▶ _TASK DIRECTIONS_: In the entries below, find every line that contains the word "window" and copy each of those lines.

▶ _DATASET EXCERPTS_:
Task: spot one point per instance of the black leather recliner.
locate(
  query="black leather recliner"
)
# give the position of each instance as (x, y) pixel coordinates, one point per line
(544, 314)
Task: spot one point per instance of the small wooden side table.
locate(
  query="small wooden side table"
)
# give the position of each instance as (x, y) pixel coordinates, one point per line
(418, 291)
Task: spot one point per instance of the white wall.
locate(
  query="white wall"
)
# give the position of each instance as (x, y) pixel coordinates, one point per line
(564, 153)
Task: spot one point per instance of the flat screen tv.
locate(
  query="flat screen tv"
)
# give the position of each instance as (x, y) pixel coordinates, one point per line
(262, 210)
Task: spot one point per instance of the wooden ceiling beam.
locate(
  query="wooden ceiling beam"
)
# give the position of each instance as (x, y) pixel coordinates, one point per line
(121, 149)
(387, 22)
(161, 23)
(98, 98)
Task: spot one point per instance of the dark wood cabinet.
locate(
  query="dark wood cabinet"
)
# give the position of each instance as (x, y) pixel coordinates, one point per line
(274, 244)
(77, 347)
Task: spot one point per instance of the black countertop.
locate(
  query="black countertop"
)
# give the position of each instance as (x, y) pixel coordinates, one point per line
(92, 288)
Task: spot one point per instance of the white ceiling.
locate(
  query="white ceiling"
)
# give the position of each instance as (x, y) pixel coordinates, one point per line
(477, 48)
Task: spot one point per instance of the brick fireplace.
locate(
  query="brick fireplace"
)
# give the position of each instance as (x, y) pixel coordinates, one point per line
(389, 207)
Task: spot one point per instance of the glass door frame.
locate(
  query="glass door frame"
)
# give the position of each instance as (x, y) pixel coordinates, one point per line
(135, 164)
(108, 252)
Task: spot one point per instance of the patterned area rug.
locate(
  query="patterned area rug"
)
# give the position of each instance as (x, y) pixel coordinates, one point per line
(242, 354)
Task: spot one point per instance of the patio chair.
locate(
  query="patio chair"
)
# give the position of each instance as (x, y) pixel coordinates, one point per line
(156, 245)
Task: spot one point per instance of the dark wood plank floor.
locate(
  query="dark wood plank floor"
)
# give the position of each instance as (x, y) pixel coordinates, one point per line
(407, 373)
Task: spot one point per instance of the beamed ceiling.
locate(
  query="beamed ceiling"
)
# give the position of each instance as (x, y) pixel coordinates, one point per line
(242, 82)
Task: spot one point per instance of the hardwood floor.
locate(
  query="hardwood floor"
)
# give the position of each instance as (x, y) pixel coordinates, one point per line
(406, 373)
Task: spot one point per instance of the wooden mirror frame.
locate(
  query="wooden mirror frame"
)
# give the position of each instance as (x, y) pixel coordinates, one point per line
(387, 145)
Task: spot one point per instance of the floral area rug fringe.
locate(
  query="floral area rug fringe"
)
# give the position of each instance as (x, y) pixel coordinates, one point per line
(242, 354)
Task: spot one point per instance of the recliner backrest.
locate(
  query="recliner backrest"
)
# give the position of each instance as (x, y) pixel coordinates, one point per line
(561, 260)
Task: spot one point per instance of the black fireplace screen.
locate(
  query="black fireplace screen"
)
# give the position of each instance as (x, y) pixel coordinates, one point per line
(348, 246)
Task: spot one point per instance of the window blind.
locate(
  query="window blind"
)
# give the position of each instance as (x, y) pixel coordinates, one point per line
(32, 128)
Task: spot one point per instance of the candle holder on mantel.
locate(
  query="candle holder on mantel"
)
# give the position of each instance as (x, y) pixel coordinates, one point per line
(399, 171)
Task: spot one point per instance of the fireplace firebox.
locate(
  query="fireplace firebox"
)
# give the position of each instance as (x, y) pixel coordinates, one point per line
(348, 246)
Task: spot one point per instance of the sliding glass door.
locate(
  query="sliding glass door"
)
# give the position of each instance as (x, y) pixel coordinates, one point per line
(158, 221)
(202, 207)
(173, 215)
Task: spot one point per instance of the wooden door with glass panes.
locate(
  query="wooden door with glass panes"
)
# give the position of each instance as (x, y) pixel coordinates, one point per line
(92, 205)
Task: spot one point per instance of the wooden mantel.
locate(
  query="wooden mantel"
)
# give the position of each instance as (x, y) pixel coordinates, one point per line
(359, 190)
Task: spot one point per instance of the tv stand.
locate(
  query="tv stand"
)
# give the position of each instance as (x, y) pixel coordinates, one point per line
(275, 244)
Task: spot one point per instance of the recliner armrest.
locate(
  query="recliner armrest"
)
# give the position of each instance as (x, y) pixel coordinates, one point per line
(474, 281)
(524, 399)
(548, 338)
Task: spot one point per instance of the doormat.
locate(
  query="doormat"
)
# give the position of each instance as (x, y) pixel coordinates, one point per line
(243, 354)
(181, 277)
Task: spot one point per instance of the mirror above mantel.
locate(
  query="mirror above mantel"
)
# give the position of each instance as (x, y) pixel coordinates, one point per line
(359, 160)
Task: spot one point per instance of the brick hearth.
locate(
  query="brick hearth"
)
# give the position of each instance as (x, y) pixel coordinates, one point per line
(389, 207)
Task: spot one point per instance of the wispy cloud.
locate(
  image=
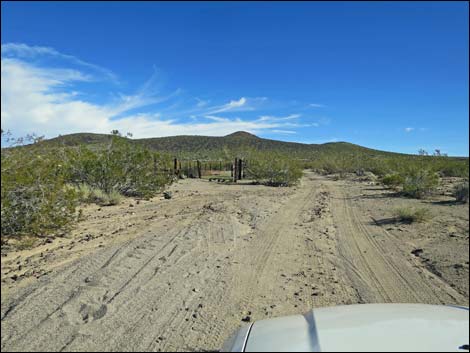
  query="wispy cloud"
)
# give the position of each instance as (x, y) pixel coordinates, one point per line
(284, 131)
(41, 97)
(280, 118)
(24, 51)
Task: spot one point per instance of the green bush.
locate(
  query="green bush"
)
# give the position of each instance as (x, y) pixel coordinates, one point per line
(88, 194)
(420, 183)
(122, 167)
(410, 215)
(34, 199)
(461, 192)
(393, 180)
(41, 186)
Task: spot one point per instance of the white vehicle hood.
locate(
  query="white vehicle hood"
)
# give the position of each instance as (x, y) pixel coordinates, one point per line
(363, 328)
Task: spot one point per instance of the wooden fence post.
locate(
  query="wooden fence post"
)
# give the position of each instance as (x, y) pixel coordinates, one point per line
(199, 169)
(235, 170)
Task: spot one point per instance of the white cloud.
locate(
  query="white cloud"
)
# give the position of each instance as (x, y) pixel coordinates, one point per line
(42, 99)
(243, 104)
(284, 131)
(24, 51)
(281, 118)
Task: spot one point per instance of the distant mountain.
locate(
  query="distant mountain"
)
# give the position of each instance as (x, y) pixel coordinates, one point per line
(210, 146)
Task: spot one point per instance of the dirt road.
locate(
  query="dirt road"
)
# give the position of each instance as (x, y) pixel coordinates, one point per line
(182, 274)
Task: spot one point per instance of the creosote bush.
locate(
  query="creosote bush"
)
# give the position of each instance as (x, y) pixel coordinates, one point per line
(34, 199)
(410, 214)
(461, 192)
(420, 183)
(42, 186)
(393, 180)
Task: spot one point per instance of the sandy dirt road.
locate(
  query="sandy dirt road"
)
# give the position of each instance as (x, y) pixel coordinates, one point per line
(182, 274)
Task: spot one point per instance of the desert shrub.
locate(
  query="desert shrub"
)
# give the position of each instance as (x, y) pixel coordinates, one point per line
(34, 199)
(461, 192)
(420, 183)
(88, 194)
(41, 186)
(120, 167)
(393, 180)
(410, 214)
(273, 169)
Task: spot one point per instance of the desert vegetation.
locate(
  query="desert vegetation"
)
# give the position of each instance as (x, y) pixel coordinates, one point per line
(42, 185)
(412, 214)
(43, 181)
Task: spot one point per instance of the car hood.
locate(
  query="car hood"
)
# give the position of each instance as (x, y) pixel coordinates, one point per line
(362, 328)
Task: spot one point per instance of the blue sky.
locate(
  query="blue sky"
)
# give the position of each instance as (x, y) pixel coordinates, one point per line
(391, 76)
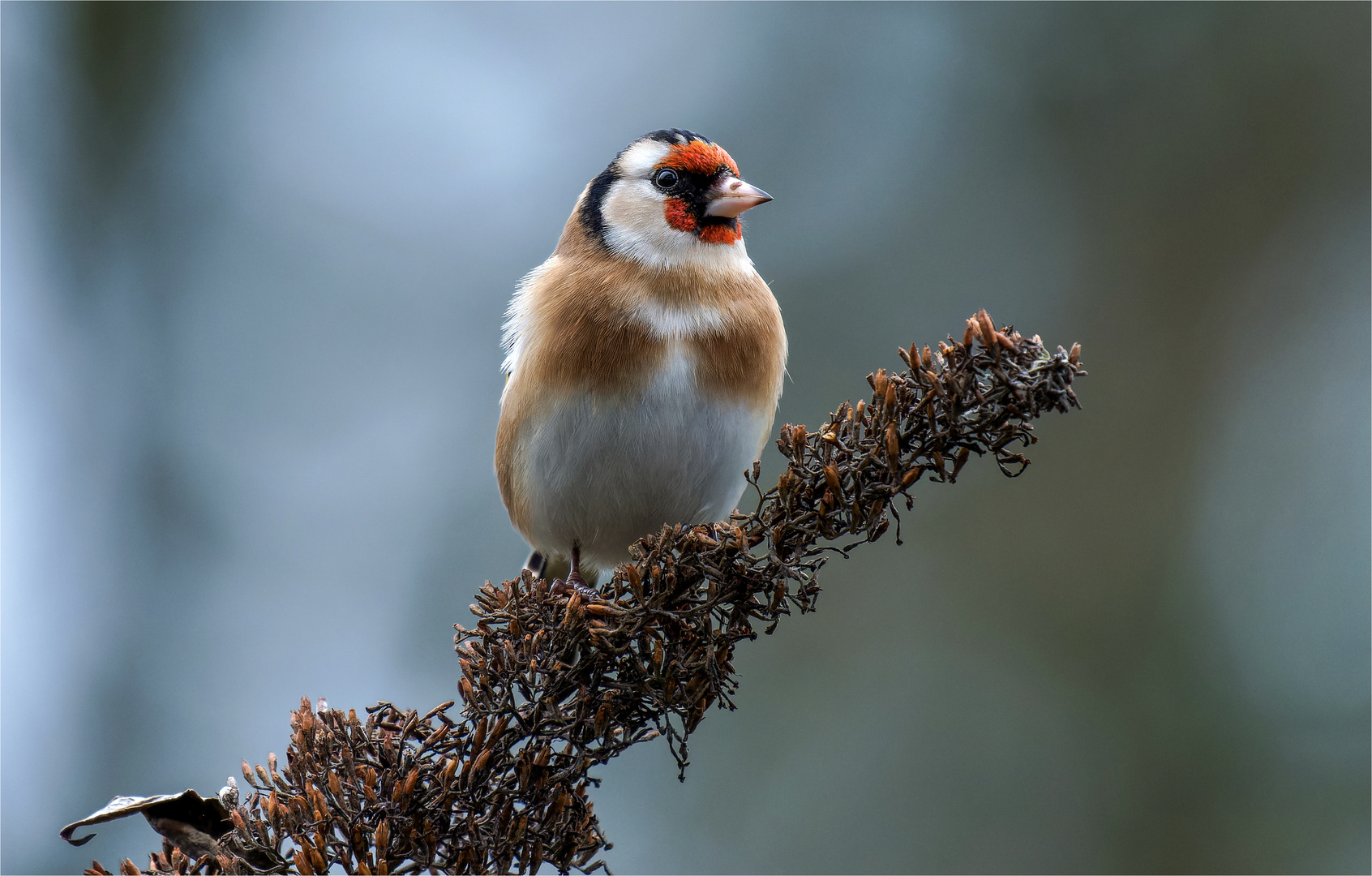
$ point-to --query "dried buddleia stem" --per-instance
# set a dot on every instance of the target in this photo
(555, 684)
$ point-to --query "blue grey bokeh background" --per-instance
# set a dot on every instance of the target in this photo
(254, 264)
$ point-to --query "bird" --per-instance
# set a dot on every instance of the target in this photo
(644, 362)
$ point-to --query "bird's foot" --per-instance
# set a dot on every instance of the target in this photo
(574, 584)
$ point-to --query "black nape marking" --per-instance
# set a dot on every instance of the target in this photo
(674, 135)
(590, 213)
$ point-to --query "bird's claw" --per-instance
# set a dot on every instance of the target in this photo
(577, 584)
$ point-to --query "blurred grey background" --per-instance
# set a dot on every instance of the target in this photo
(254, 265)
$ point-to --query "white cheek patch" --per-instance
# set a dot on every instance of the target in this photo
(640, 158)
(637, 228)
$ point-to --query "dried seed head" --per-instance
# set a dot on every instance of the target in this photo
(832, 478)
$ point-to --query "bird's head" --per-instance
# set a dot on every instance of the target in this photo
(670, 198)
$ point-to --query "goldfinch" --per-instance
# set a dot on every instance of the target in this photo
(644, 360)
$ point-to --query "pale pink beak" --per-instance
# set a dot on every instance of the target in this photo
(731, 196)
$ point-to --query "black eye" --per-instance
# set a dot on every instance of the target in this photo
(666, 178)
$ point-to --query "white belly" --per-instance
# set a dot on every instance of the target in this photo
(604, 471)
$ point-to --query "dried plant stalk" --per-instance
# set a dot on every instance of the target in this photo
(553, 685)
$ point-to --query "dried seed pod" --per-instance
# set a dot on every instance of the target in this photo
(832, 478)
(481, 761)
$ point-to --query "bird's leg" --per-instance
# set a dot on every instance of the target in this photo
(574, 578)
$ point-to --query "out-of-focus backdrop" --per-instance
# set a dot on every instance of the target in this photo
(254, 265)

▶ _SOLUTION FOR THIS TASK_:
Task: spot one point per instance of the window blind.
  query="window blind"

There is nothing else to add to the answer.